# [What needs to be done]
Count the lines below that contain the string "slope", treating uppercase and lowercase as different, and give only that number.

********

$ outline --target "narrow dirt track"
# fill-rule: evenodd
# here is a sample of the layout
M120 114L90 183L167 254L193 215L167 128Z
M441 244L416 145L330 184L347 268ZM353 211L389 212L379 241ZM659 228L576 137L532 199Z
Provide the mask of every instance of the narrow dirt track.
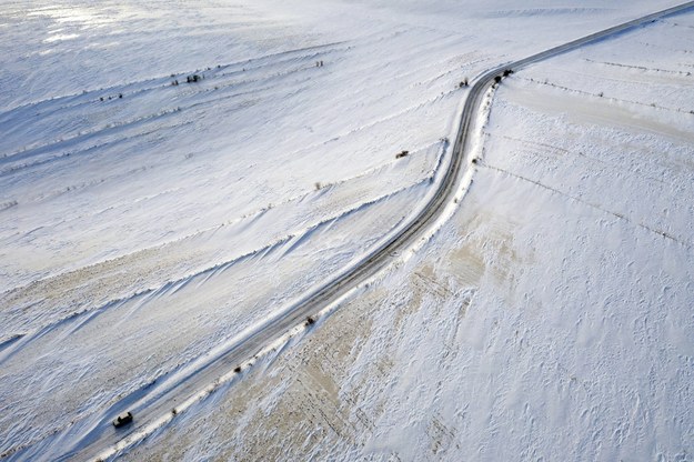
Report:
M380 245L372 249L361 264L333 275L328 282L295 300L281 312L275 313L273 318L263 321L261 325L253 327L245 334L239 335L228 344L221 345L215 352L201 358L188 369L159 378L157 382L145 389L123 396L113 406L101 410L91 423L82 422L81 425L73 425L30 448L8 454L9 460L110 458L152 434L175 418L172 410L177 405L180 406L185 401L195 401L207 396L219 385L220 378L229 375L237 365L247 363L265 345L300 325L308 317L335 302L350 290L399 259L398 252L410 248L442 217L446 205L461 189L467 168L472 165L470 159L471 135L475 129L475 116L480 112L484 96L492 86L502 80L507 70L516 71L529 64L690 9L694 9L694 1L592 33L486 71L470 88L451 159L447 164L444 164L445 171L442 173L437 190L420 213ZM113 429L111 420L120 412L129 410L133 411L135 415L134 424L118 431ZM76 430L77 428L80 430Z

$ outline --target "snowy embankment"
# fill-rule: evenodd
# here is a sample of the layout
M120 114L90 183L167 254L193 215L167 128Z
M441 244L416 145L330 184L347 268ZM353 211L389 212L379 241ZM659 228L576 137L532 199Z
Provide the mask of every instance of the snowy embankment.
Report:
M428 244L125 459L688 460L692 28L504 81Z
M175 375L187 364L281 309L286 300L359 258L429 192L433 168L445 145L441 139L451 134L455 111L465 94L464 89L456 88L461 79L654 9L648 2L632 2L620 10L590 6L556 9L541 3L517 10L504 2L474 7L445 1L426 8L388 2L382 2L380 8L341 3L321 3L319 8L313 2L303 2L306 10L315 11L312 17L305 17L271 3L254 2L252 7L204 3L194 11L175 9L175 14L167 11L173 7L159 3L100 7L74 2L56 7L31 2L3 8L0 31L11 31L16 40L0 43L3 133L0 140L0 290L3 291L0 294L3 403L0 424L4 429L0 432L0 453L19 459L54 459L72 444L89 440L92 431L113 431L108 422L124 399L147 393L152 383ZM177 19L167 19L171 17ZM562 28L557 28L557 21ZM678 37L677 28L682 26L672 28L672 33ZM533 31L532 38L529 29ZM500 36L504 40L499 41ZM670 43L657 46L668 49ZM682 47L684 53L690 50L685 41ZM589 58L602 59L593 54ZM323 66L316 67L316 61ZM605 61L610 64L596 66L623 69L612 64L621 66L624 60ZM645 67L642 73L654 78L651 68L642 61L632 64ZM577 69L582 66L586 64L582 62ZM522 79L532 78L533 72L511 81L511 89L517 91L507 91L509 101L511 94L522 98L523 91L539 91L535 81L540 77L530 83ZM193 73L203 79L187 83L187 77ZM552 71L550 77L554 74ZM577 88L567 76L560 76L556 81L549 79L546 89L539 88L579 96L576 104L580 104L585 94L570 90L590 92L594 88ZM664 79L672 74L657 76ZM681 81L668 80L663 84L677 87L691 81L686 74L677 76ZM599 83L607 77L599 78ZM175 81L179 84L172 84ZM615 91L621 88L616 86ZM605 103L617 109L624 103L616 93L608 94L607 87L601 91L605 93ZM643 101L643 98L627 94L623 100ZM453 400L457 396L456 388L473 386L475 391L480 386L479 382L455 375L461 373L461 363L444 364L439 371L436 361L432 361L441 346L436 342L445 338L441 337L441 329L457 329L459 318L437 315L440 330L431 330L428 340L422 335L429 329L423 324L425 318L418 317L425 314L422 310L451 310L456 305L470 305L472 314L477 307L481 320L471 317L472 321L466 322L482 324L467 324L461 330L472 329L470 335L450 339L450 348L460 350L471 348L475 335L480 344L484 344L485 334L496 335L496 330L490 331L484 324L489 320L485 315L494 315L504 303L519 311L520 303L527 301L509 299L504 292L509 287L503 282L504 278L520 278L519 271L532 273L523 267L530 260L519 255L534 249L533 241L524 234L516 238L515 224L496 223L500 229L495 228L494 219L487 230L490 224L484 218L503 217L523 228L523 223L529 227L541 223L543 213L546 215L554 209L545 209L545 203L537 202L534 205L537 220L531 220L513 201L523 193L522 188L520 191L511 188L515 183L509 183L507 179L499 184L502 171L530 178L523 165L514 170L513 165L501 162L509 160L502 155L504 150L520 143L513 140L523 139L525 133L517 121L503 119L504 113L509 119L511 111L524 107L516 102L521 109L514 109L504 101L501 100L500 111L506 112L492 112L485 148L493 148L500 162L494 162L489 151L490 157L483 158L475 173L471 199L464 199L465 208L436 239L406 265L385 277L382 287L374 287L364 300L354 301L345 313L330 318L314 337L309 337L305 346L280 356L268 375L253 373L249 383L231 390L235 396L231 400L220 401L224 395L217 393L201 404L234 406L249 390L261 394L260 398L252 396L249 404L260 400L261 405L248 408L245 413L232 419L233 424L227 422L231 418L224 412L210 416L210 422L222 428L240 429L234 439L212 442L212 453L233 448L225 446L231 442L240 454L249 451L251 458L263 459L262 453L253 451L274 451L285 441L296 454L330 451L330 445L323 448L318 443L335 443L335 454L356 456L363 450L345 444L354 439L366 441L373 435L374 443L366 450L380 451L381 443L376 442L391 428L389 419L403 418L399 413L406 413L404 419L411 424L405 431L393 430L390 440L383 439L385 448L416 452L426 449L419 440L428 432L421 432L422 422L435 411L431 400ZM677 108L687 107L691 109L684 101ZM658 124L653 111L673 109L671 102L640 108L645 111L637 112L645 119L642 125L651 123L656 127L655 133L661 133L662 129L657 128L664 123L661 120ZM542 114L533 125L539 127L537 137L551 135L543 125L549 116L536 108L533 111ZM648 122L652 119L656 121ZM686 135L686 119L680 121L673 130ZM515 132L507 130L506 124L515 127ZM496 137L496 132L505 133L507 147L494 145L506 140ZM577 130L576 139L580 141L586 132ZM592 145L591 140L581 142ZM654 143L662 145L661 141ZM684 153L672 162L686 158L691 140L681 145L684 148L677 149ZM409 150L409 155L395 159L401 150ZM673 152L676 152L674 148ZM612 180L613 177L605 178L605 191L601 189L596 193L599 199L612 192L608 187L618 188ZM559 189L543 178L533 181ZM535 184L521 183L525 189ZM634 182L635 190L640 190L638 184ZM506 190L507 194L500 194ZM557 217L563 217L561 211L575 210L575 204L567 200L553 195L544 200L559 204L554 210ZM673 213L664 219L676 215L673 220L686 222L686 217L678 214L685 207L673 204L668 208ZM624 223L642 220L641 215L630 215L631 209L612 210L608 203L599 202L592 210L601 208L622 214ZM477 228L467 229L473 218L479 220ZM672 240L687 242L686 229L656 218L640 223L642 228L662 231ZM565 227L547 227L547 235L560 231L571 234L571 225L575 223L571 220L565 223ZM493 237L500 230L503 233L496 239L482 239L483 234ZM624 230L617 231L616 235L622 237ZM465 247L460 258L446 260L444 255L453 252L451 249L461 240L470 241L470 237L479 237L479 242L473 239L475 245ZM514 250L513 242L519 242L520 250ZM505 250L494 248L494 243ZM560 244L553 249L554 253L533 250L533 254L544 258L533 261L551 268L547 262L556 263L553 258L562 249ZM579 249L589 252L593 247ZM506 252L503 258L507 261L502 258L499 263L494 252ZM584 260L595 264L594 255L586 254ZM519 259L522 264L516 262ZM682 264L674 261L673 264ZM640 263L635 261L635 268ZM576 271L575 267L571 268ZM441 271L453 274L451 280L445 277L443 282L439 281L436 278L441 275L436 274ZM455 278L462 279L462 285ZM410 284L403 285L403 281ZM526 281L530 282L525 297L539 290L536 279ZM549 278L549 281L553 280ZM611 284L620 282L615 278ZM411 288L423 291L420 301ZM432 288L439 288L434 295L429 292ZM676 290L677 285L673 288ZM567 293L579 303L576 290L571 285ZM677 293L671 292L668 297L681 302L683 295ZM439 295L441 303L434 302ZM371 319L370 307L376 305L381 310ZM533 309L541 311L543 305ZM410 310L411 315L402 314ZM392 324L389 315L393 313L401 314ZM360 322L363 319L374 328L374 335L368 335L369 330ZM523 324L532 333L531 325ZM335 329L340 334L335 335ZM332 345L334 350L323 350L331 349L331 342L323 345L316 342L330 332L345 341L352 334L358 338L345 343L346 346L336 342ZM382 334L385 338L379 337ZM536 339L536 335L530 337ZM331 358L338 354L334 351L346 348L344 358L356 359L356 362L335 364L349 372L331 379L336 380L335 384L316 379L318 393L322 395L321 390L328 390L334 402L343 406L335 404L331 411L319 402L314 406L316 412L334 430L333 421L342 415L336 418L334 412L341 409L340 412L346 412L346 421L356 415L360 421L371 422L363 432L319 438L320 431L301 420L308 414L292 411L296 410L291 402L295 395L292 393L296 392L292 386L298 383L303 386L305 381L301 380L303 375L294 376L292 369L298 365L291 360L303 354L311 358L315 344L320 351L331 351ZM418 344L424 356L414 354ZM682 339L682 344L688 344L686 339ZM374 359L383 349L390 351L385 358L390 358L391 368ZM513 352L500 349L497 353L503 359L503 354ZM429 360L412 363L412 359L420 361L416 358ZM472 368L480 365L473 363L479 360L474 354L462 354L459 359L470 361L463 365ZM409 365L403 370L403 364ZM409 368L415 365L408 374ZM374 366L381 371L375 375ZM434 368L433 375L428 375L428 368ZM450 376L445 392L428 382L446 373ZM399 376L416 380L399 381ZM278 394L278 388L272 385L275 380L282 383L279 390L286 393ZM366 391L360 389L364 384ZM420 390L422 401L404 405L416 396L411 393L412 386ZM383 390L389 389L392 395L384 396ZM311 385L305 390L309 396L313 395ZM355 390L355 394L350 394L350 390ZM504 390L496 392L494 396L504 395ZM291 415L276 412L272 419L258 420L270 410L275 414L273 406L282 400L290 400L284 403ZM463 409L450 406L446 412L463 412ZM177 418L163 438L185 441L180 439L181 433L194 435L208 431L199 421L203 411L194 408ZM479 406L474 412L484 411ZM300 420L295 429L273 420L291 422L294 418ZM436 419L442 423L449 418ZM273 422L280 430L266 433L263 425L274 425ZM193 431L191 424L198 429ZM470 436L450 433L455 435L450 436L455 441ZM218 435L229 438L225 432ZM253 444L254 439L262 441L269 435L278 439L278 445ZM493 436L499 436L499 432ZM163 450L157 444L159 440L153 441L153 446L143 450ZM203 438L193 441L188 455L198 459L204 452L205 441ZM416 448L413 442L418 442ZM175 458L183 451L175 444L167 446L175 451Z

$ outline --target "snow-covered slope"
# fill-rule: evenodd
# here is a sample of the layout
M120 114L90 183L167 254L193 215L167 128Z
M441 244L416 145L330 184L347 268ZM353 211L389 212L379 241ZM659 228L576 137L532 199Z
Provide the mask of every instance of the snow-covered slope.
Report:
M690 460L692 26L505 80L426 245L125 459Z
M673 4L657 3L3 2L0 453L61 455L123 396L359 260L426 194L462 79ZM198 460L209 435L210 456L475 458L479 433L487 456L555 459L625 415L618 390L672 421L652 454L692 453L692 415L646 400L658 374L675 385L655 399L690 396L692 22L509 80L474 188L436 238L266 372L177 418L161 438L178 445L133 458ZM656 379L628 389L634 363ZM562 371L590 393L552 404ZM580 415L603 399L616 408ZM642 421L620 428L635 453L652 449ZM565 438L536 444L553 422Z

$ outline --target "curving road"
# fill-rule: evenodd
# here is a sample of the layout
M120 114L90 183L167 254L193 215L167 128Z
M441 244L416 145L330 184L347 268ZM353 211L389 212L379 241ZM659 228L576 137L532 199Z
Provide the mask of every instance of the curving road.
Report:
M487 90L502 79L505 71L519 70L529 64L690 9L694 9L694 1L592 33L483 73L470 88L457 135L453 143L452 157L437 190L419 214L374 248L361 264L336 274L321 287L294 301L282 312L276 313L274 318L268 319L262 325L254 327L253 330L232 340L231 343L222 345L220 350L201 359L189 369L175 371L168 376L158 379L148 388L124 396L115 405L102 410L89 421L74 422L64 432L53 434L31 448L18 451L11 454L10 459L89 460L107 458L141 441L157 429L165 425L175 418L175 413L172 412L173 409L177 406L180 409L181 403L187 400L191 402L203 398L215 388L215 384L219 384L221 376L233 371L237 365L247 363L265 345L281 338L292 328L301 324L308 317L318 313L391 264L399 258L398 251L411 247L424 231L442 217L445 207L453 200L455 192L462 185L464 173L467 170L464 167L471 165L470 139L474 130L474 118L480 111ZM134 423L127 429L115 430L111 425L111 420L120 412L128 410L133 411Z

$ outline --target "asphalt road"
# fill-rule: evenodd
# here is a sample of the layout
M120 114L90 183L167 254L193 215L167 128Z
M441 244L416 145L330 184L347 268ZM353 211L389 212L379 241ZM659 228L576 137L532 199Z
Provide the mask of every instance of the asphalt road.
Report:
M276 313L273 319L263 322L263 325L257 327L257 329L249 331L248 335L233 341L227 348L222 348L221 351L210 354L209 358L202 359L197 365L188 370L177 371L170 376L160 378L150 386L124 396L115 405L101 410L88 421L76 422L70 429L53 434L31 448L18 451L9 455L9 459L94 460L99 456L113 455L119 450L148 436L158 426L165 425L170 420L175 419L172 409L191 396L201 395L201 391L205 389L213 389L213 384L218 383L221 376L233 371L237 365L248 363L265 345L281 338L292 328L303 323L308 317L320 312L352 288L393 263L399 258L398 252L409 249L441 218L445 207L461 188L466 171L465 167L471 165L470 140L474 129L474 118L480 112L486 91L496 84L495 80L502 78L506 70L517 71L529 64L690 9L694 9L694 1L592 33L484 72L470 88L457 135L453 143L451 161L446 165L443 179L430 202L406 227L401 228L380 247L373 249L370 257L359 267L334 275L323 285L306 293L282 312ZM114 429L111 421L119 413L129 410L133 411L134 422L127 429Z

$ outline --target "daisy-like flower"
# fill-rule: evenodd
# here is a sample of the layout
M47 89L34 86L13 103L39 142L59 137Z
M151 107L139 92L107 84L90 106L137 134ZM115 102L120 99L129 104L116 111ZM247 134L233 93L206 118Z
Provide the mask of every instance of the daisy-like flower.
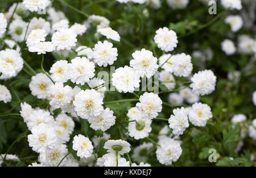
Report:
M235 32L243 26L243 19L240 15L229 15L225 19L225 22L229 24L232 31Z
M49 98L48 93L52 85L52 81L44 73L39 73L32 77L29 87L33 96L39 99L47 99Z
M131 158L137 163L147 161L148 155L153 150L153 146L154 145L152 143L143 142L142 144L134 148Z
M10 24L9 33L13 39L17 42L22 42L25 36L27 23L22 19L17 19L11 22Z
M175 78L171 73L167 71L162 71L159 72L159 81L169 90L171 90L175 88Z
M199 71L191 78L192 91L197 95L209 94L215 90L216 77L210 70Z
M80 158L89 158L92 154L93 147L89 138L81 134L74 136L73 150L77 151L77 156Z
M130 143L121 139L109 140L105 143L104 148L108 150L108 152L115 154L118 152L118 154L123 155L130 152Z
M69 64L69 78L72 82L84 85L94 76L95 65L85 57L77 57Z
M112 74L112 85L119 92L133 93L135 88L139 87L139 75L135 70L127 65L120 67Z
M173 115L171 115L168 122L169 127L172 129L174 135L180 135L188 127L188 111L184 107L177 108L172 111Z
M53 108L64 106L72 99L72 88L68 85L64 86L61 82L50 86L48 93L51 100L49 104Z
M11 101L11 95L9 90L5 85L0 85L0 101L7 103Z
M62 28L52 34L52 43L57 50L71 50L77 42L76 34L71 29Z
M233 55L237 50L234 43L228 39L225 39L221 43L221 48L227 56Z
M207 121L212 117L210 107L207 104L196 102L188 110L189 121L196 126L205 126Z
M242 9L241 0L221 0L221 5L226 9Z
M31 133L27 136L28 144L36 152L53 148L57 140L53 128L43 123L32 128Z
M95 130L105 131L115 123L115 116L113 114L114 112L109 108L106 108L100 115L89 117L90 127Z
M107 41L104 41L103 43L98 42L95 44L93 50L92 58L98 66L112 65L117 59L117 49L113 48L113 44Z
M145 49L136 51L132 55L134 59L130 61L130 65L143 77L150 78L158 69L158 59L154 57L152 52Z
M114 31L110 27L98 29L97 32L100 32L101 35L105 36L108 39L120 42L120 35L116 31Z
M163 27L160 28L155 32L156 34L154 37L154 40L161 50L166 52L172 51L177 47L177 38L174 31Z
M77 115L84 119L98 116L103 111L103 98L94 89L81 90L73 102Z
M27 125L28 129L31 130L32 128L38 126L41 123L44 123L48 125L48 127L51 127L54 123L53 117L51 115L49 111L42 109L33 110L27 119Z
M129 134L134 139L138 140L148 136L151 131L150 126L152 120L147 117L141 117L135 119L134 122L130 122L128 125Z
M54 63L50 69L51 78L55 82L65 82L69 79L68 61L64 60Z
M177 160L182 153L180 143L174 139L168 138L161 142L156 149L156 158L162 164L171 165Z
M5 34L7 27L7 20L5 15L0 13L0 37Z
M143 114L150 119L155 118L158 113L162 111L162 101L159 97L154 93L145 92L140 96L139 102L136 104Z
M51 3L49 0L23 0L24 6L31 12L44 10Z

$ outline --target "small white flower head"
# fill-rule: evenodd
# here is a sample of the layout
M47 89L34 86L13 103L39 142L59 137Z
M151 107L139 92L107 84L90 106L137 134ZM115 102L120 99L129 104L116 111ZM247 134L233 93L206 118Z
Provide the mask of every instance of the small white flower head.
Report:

********

# [Answer]
2